**GIVEN TASK**
Everything from the line containing "For the test set, locate each instance of the clear" through the final line of the records must be transcribed verbatim; nothing else belongs in the result.

BEGIN PROVIDED RECORDS

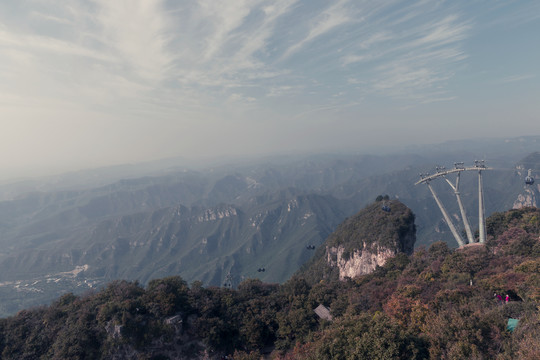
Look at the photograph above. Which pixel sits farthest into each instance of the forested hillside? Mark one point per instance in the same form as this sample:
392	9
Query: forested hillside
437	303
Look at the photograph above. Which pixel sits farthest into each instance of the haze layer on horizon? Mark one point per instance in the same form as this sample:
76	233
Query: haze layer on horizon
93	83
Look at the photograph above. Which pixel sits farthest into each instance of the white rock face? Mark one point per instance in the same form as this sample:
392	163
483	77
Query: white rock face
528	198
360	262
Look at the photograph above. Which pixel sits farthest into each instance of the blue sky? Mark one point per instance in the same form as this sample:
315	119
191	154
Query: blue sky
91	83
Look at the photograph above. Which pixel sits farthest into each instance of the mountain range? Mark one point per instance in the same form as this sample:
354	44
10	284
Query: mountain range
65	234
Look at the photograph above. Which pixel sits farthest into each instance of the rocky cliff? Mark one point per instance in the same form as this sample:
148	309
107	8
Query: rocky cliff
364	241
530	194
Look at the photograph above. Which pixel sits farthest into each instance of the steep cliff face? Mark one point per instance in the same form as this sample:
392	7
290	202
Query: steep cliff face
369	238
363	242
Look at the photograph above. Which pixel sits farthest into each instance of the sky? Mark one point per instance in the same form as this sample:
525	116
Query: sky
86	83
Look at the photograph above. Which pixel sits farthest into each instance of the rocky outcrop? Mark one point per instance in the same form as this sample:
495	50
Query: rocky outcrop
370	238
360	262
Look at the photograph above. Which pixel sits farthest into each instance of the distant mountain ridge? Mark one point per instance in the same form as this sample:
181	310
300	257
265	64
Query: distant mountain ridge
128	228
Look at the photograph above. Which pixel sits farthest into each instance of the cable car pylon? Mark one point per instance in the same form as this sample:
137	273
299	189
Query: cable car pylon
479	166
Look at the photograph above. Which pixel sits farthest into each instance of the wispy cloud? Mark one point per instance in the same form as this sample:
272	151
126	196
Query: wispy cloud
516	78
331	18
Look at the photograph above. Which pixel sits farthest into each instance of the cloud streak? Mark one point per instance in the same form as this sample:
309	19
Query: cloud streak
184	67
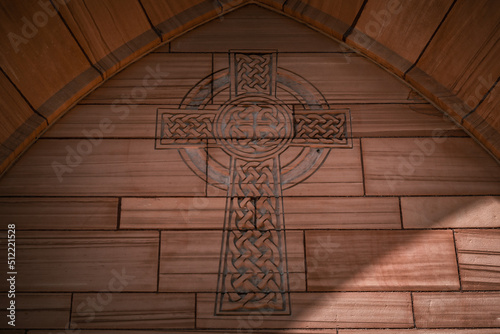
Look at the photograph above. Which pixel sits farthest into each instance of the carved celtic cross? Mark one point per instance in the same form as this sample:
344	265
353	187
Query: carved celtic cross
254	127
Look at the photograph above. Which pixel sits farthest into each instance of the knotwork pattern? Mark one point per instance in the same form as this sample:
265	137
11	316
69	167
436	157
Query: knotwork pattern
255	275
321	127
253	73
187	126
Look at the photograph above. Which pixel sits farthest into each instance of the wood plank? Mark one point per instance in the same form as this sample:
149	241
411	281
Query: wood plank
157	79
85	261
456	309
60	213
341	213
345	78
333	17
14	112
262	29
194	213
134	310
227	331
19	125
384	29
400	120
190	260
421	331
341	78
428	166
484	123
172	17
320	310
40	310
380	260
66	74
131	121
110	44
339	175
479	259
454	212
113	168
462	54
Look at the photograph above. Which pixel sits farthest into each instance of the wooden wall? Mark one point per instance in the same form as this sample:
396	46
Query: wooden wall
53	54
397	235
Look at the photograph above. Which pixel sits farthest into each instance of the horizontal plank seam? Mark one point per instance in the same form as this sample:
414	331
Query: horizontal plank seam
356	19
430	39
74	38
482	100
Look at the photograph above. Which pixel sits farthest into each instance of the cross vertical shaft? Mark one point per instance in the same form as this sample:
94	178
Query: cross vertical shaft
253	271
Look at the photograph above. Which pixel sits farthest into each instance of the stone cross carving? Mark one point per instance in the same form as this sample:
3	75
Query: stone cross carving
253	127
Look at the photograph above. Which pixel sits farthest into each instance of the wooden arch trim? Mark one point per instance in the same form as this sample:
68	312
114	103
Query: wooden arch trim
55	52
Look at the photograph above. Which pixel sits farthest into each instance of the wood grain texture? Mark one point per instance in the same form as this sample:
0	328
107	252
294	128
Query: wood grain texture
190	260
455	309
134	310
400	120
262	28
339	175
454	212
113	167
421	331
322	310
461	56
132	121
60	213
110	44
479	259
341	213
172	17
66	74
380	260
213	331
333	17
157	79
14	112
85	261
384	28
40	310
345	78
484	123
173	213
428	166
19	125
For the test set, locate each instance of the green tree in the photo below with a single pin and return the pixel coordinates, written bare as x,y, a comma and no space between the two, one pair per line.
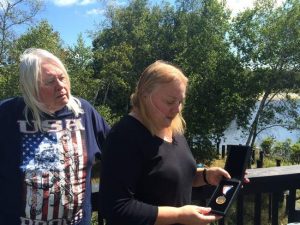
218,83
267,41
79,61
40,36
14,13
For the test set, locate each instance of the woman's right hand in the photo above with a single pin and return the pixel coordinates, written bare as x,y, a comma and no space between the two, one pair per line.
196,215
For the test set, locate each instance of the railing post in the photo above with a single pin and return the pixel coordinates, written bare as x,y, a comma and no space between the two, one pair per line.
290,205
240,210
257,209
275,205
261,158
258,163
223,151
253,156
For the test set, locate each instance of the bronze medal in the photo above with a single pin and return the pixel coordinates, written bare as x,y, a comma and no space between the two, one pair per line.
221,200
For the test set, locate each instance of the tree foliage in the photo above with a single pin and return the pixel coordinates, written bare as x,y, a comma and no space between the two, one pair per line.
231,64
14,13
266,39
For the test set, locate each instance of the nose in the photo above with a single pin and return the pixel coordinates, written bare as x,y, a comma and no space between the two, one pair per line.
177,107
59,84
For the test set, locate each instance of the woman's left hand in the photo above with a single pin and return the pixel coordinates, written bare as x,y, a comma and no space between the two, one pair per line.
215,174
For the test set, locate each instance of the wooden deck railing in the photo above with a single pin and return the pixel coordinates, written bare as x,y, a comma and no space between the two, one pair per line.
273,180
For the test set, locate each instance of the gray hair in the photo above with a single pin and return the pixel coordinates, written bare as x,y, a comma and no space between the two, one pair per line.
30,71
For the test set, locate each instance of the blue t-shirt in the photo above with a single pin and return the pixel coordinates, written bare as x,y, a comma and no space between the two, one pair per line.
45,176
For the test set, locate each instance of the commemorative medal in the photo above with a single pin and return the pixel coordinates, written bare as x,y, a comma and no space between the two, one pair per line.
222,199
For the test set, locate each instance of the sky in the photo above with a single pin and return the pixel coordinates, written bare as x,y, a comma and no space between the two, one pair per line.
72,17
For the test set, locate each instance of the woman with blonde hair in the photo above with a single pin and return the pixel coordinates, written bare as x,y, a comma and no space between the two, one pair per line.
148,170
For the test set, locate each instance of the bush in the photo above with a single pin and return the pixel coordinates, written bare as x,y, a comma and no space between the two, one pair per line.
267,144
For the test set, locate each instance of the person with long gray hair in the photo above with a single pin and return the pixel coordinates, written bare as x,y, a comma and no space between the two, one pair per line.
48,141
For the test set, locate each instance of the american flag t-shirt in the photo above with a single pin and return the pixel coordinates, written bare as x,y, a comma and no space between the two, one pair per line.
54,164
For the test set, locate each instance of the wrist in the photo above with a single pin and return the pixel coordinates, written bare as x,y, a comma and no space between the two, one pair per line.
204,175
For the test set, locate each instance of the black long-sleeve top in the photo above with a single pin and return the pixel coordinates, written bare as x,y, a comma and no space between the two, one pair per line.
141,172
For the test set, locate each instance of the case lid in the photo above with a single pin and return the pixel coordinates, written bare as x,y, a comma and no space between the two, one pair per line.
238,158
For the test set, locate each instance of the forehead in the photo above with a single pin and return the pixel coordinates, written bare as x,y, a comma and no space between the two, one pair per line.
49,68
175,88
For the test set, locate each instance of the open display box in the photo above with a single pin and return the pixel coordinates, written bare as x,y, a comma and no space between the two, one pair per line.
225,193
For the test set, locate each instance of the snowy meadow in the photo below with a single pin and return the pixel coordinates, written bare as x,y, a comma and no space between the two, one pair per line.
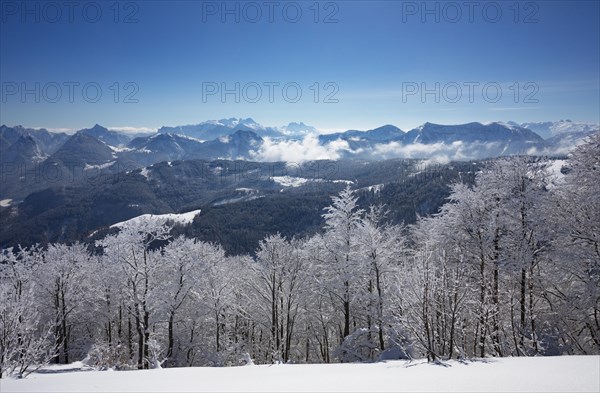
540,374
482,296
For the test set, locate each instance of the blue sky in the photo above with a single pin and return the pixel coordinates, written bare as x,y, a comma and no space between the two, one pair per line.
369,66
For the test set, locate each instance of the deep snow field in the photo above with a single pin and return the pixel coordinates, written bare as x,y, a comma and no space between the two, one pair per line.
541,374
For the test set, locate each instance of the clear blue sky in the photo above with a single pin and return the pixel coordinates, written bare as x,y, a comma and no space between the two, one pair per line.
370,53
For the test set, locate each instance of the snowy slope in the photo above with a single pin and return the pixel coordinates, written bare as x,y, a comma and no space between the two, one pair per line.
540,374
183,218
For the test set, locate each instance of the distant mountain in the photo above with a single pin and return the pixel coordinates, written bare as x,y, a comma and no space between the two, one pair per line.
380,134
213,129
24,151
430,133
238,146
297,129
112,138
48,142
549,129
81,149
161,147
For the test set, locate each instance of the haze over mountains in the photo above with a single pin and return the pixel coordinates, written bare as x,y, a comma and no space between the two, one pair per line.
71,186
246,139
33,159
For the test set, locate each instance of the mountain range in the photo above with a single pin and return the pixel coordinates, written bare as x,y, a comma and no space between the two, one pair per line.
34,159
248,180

END PROVIDED RECORDS

**TASK RESULT**
For the test set, locate each instance of the clear blue sky in the photo above with a single pin and return the pixel coordinates, written bare as x,y, a comma and no space between the two, one pair per line.
370,53
For the test set, locate each instance of the snowy slope in the photo above with a single pin and return the pixel coordinates, written bare as x,y, a comma and no space between the two, one pair per line.
540,374
183,218
For the test set, locate each instance of the distant mountain in the photo above with a single pin and return the pixel coordinates, written bare as x,y, a comma and no space between the two, one pair per line.
380,134
213,129
24,151
430,133
238,146
297,129
112,138
48,142
549,129
81,149
161,147
For the test set, locate each instance of the haze over mountains in the photo above with a single pin and return the pixel coordinates, written bare as x,y, a comma and no space between the two, one pair per line.
71,186
246,139
33,159
For the test set, locate each instance of the mountain range in the photo above with a single pin and return the pixel coordinates, written bare as x,y, a comma and no space between the two, one pair per line.
34,159
248,180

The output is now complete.